Text to read:
# New plumbing inspection phases



## Adenmoor (May 30, 2004)

I've already gone through the initial subfloor rough plumbing inspection for my new bathroom.
I've also had the inspector look at the vents going through the new framed walls and through the ceiling.

Before I proceed, does he need to see a frame for the whirlpool tub I will be installing? As well as a shower floor?


----------



## Mike Finley (Apr 28, 2004)

Where I'm from you would need a framing inspection for the framing of the whirlpool and shower. A rough plumbing for the drains and water pipes, a rough electrical for the GFCI circuits for the tub. Then a final plumbing, electrical and final inspection to close the permit.


----------



## theman (Dec 25, 2003)

*Whirlpool tub*



Adenmoor said:


> I've already gone through the initial subfloor rough plumbing inspection for my new bathroom.
> I've also had the inspector look at the vents going through the new framed walls and through the ceiling.
> 
> Before I proceed, does he need to see a frame for the whirlpool tub I will be installing? As well as a shower floor?



Don't forget the motor access door


----------



## Adenmoor (May 30, 2004)

Thanks guys, seems like the same happens here in So Cal.

I will be accessing the motor and "in-line" heater through an adjacent closet.
But I am also leaning towards a "removable" skirt. Maybe make it look like the vanity so that I can access the motor from the from through one of the panels.


----------



## Mike Finley (Apr 28, 2004)

The last one I did was really nice and I ordered matching cabinet doors from the vanity manufacturer, turned them sideways and attached them with whole earth magnets. Looks really nice and works really nice.


----------

Data pulled from a collection

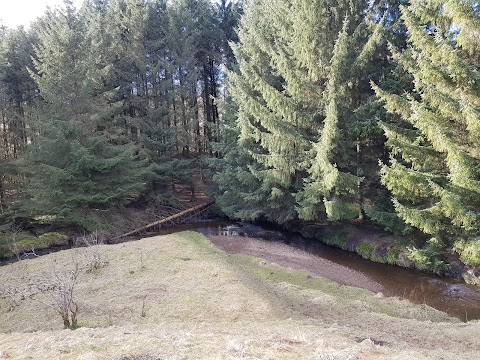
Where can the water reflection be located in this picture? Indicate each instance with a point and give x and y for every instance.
(445, 294)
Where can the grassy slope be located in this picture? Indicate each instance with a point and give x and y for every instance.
(202, 303)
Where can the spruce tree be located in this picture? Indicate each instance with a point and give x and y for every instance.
(74, 171)
(302, 86)
(433, 172)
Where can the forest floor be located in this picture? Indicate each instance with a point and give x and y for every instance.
(181, 297)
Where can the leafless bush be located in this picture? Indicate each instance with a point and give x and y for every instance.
(54, 289)
(59, 285)
(12, 243)
(12, 295)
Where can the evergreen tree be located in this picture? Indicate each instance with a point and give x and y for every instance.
(74, 170)
(434, 171)
(304, 70)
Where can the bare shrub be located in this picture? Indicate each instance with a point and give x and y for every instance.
(59, 285)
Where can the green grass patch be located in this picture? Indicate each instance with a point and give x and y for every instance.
(25, 241)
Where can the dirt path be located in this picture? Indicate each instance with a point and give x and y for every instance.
(297, 259)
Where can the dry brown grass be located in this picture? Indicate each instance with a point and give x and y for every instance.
(179, 297)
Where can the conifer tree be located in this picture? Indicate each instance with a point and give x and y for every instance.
(74, 171)
(303, 79)
(434, 170)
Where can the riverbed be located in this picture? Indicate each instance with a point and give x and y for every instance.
(449, 295)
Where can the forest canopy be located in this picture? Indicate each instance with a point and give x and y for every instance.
(306, 111)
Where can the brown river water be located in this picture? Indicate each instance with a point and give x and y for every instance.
(449, 295)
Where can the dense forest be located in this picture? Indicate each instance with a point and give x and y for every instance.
(305, 111)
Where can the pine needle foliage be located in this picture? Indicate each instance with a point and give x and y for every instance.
(434, 171)
(302, 87)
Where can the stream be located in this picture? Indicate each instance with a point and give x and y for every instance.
(449, 295)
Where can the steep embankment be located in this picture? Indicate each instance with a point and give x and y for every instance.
(178, 296)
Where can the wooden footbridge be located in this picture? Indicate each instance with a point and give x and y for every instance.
(194, 212)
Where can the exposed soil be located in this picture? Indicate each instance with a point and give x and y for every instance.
(297, 259)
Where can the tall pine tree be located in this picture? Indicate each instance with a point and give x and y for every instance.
(434, 171)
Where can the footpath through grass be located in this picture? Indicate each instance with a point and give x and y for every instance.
(180, 297)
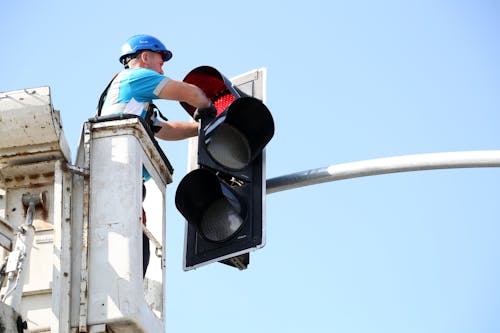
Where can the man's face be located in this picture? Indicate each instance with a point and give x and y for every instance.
(154, 61)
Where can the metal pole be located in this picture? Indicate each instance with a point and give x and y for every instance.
(467, 159)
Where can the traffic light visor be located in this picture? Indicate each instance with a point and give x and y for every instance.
(210, 206)
(235, 138)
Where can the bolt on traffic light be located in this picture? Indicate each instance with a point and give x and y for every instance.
(223, 201)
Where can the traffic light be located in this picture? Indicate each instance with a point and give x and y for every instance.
(223, 200)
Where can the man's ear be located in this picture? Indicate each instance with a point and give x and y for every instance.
(144, 56)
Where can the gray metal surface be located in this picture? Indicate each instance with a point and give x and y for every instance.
(450, 160)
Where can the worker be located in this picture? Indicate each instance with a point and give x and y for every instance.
(133, 90)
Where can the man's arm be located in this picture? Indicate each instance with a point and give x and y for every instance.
(185, 92)
(177, 130)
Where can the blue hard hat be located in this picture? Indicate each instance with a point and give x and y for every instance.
(144, 42)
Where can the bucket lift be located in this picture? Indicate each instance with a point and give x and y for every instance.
(82, 222)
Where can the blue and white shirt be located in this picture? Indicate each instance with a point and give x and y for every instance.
(132, 90)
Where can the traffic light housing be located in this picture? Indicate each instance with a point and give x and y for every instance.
(223, 200)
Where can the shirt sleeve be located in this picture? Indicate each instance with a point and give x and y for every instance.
(145, 84)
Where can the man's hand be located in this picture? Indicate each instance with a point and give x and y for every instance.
(209, 112)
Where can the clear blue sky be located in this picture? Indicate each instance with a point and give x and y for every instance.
(347, 81)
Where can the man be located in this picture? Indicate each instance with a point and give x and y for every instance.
(133, 90)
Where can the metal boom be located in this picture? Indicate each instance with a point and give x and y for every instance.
(450, 160)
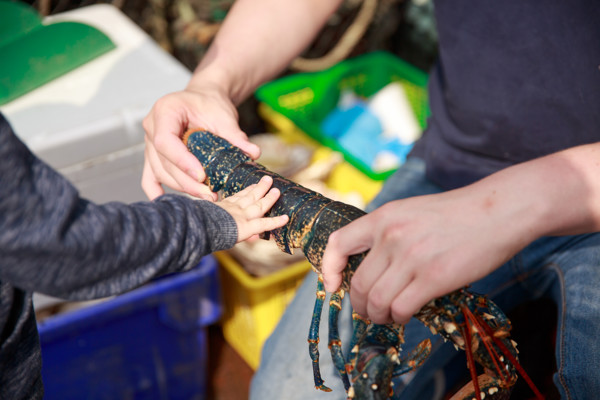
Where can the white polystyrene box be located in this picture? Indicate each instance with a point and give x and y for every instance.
(88, 123)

Objectives:
• a. In the forum thread on plumbing inspection phases, through what does Adenmoor plan to reach the motor and the in-line heater?
• b. List every inspection that Mike Finley, in the forum thread on plumbing inspection phases, says would be needed where he's from.

Answers:
• a. Through an adjacent closet.

• b.
- Framing inspection (for the framing of the whirlpool and shower)
- Rough plumbing (for the drains and water pipes)
- Rough electrical (for the GFCI circuits for the tub)
- Final plumbing
- Final electrical
- Final inspection to close the permit